# What to produce
Set down each line of the data below exactly as it stands, dropping the pictures.

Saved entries
⟨
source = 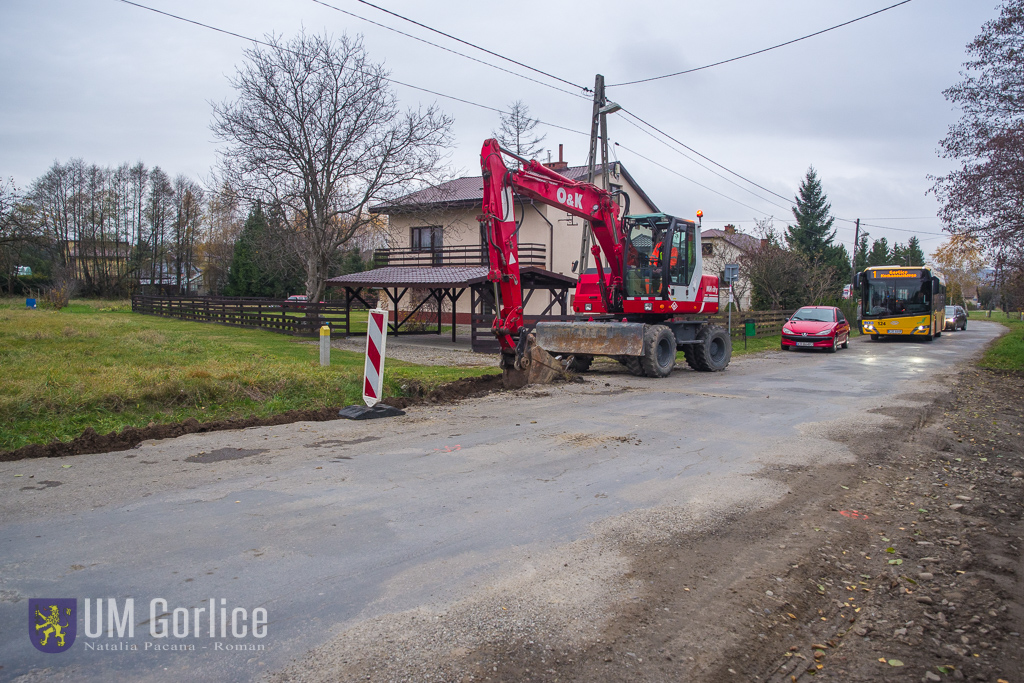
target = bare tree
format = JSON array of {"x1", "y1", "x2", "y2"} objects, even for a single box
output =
[
  {"x1": 199, "y1": 182, "x2": 245, "y2": 294},
  {"x1": 211, "y1": 34, "x2": 452, "y2": 301},
  {"x1": 932, "y1": 0, "x2": 1024, "y2": 290},
  {"x1": 172, "y1": 175, "x2": 205, "y2": 294},
  {"x1": 0, "y1": 178, "x2": 39, "y2": 294},
  {"x1": 492, "y1": 99, "x2": 547, "y2": 159}
]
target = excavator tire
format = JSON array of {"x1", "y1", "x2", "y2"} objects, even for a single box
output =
[
  {"x1": 565, "y1": 353, "x2": 594, "y2": 373},
  {"x1": 640, "y1": 325, "x2": 676, "y2": 377},
  {"x1": 683, "y1": 344, "x2": 699, "y2": 370},
  {"x1": 618, "y1": 355, "x2": 644, "y2": 377},
  {"x1": 691, "y1": 325, "x2": 732, "y2": 373}
]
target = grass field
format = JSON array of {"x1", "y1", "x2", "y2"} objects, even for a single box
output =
[
  {"x1": 968, "y1": 310, "x2": 1024, "y2": 372},
  {"x1": 0, "y1": 299, "x2": 495, "y2": 451}
]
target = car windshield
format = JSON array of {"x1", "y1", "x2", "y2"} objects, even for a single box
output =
[{"x1": 792, "y1": 308, "x2": 836, "y2": 323}]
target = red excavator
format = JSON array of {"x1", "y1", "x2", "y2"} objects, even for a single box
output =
[{"x1": 478, "y1": 139, "x2": 732, "y2": 386}]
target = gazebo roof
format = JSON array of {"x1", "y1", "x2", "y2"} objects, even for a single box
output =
[{"x1": 327, "y1": 265, "x2": 575, "y2": 289}]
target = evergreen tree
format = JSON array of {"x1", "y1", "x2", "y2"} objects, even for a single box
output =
[
  {"x1": 492, "y1": 99, "x2": 547, "y2": 163},
  {"x1": 224, "y1": 203, "x2": 280, "y2": 297},
  {"x1": 867, "y1": 238, "x2": 891, "y2": 266},
  {"x1": 904, "y1": 236, "x2": 925, "y2": 266},
  {"x1": 785, "y1": 166, "x2": 838, "y2": 259},
  {"x1": 854, "y1": 230, "x2": 870, "y2": 272}
]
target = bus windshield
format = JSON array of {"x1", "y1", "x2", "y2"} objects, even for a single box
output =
[{"x1": 864, "y1": 278, "x2": 932, "y2": 317}]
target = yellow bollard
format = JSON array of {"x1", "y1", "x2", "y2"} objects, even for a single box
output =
[{"x1": 321, "y1": 325, "x2": 331, "y2": 368}]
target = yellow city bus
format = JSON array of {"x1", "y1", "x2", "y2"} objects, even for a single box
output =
[{"x1": 854, "y1": 265, "x2": 946, "y2": 341}]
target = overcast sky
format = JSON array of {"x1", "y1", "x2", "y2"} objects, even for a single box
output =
[{"x1": 0, "y1": 0, "x2": 997, "y2": 252}]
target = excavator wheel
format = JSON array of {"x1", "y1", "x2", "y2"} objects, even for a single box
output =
[
  {"x1": 618, "y1": 355, "x2": 644, "y2": 377},
  {"x1": 683, "y1": 344, "x2": 700, "y2": 370},
  {"x1": 565, "y1": 353, "x2": 594, "y2": 373},
  {"x1": 690, "y1": 325, "x2": 732, "y2": 373},
  {"x1": 640, "y1": 325, "x2": 676, "y2": 377}
]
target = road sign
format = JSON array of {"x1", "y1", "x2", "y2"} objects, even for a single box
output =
[{"x1": 362, "y1": 308, "x2": 387, "y2": 408}]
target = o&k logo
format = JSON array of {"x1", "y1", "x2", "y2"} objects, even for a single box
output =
[{"x1": 29, "y1": 598, "x2": 78, "y2": 654}]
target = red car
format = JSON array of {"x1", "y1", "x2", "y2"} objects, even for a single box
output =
[{"x1": 782, "y1": 306, "x2": 850, "y2": 353}]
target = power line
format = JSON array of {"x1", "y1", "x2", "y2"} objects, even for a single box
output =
[
  {"x1": 836, "y1": 222, "x2": 946, "y2": 238},
  {"x1": 623, "y1": 119, "x2": 790, "y2": 211},
  {"x1": 348, "y1": 0, "x2": 589, "y2": 92},
  {"x1": 312, "y1": 0, "x2": 587, "y2": 99},
  {"x1": 614, "y1": 142, "x2": 774, "y2": 218},
  {"x1": 606, "y1": 0, "x2": 911, "y2": 88},
  {"x1": 623, "y1": 107, "x2": 794, "y2": 206},
  {"x1": 118, "y1": 0, "x2": 590, "y2": 137},
  {"x1": 861, "y1": 216, "x2": 935, "y2": 220}
]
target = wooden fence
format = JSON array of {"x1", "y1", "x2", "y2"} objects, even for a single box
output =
[
  {"x1": 131, "y1": 295, "x2": 354, "y2": 336},
  {"x1": 685, "y1": 308, "x2": 797, "y2": 339}
]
⟩
# Result of this exercise
source = 
target = bare tree
format = JSON array of {"x1", "y1", "x2", "y2"} objects, even for a single box
output =
[
  {"x1": 199, "y1": 182, "x2": 245, "y2": 294},
  {"x1": 211, "y1": 34, "x2": 452, "y2": 301},
  {"x1": 932, "y1": 0, "x2": 1024, "y2": 290},
  {"x1": 172, "y1": 175, "x2": 205, "y2": 294},
  {"x1": 0, "y1": 178, "x2": 39, "y2": 294},
  {"x1": 492, "y1": 99, "x2": 547, "y2": 159}
]
target = excavator tire
format = JSON array of {"x1", "y1", "x2", "y2"} objects, even for a single box
output =
[
  {"x1": 565, "y1": 353, "x2": 594, "y2": 373},
  {"x1": 640, "y1": 325, "x2": 676, "y2": 377},
  {"x1": 683, "y1": 344, "x2": 699, "y2": 370},
  {"x1": 618, "y1": 355, "x2": 644, "y2": 377},
  {"x1": 691, "y1": 325, "x2": 732, "y2": 373}
]
target = grass field
format = JSON array of {"x1", "y1", "x2", "y2"} objects, even for a single box
output =
[
  {"x1": 968, "y1": 310, "x2": 1024, "y2": 372},
  {"x1": 0, "y1": 299, "x2": 495, "y2": 451}
]
target = car windshield
format = JSON array of {"x1", "y1", "x2", "y2"} objects, even for a single box
output =
[{"x1": 792, "y1": 308, "x2": 836, "y2": 323}]
target = red excavator
format = JSON array of {"x1", "y1", "x2", "y2"} objects, even for a single box
output =
[{"x1": 478, "y1": 139, "x2": 732, "y2": 386}]
target = gazebo roof
format = JSON array of {"x1", "y1", "x2", "y2"} objects, even for a single box
output =
[{"x1": 327, "y1": 265, "x2": 575, "y2": 289}]
target = evergreen tree
format = JSON array of {"x1", "y1", "x2", "y2"} objects, even for a single box
output =
[
  {"x1": 492, "y1": 99, "x2": 547, "y2": 163},
  {"x1": 224, "y1": 203, "x2": 280, "y2": 297},
  {"x1": 867, "y1": 238, "x2": 891, "y2": 266},
  {"x1": 904, "y1": 236, "x2": 925, "y2": 266},
  {"x1": 785, "y1": 166, "x2": 838, "y2": 259},
  {"x1": 854, "y1": 230, "x2": 870, "y2": 272}
]
target = bus windshield
format = JSON array of {"x1", "y1", "x2", "y2"} objects, even for a single box
output =
[{"x1": 864, "y1": 278, "x2": 932, "y2": 317}]
target = yellow bollard
format = JSON array of {"x1", "y1", "x2", "y2"} objects, even for a single box
output =
[{"x1": 321, "y1": 325, "x2": 331, "y2": 368}]
target = yellow city bus
format = JSON array of {"x1", "y1", "x2", "y2"} objects, even for a single box
output =
[{"x1": 854, "y1": 265, "x2": 946, "y2": 341}]
target = overcast sky
format = JSON array of {"x1", "y1", "x2", "y2"} objects, even for a single box
output =
[{"x1": 0, "y1": 0, "x2": 997, "y2": 252}]
target = excavator wheel
format = JSON array of {"x1", "y1", "x2", "y2"} objects, even for a single box
output =
[
  {"x1": 618, "y1": 355, "x2": 644, "y2": 377},
  {"x1": 683, "y1": 344, "x2": 700, "y2": 370},
  {"x1": 565, "y1": 353, "x2": 594, "y2": 373},
  {"x1": 690, "y1": 325, "x2": 732, "y2": 373},
  {"x1": 640, "y1": 325, "x2": 676, "y2": 377}
]
target = road sign
format = JSON array of {"x1", "y1", "x2", "y2"} objects, even for a single box
output =
[{"x1": 362, "y1": 308, "x2": 387, "y2": 408}]
target = o&k logo
format = JSON array of {"x1", "y1", "x2", "y2"} objects, even for a single box
output =
[{"x1": 29, "y1": 598, "x2": 78, "y2": 654}]
target = red car
format = JSON array of {"x1", "y1", "x2", "y2"} objects, even for a single box
output =
[{"x1": 782, "y1": 306, "x2": 850, "y2": 353}]
target = power line
format = JSON array of {"x1", "y1", "x2", "y2"} objects, even for a single box
output =
[
  {"x1": 836, "y1": 222, "x2": 946, "y2": 238},
  {"x1": 623, "y1": 119, "x2": 790, "y2": 211},
  {"x1": 348, "y1": 0, "x2": 589, "y2": 92},
  {"x1": 312, "y1": 0, "x2": 587, "y2": 99},
  {"x1": 614, "y1": 142, "x2": 774, "y2": 218},
  {"x1": 606, "y1": 0, "x2": 911, "y2": 88},
  {"x1": 623, "y1": 107, "x2": 794, "y2": 206},
  {"x1": 118, "y1": 0, "x2": 590, "y2": 137},
  {"x1": 861, "y1": 216, "x2": 935, "y2": 220}
]
target = wooden fence
format = JSON array of {"x1", "y1", "x2", "y2"} objects, even for a single box
output =
[
  {"x1": 131, "y1": 295, "x2": 354, "y2": 336},
  {"x1": 685, "y1": 308, "x2": 797, "y2": 339}
]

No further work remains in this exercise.